(Written task) Copy every line of the entries below, requests included, and scale each polygon vertex coordinate in the answers by 2.35, rounding to the nearest whole number with halves rounded up. Numbers in the requests and their format samples stay as they are.

━━━━━ Stored records

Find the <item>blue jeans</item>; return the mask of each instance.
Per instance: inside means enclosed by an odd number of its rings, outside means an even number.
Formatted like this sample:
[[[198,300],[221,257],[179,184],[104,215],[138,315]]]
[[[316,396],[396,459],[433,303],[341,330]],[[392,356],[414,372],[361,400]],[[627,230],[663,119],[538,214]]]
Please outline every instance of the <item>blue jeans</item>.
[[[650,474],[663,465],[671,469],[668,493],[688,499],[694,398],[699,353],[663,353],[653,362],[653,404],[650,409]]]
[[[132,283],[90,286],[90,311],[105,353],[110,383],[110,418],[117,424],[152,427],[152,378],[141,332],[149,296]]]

━━━━━━━━━━

(Answer to the problem)
Find the <item>blue jeans</item>; return the mask of each instance.
Per instance: inside means enclosed by an odd number of its rings, outside means an even number.
Formatted like this sample:
[[[198,300],[221,257],[179,184],[104,215],[138,315]]]
[[[316,396],[396,459],[433,303],[341,330]],[[392,356],[414,372],[361,400]],[[627,230],[663,119],[538,214]]]
Please outline every instance of the <item>blue jeans</item>.
[[[1528,1114],[1558,1093],[1577,1102],[1570,1159],[1617,1173],[1631,935],[1643,830],[1558,830],[1535,851],[1535,949],[1528,961]]]
[[[310,665],[212,672],[212,731],[247,830],[259,900],[259,982],[275,996],[357,1003],[357,888],[331,780],[350,696]]]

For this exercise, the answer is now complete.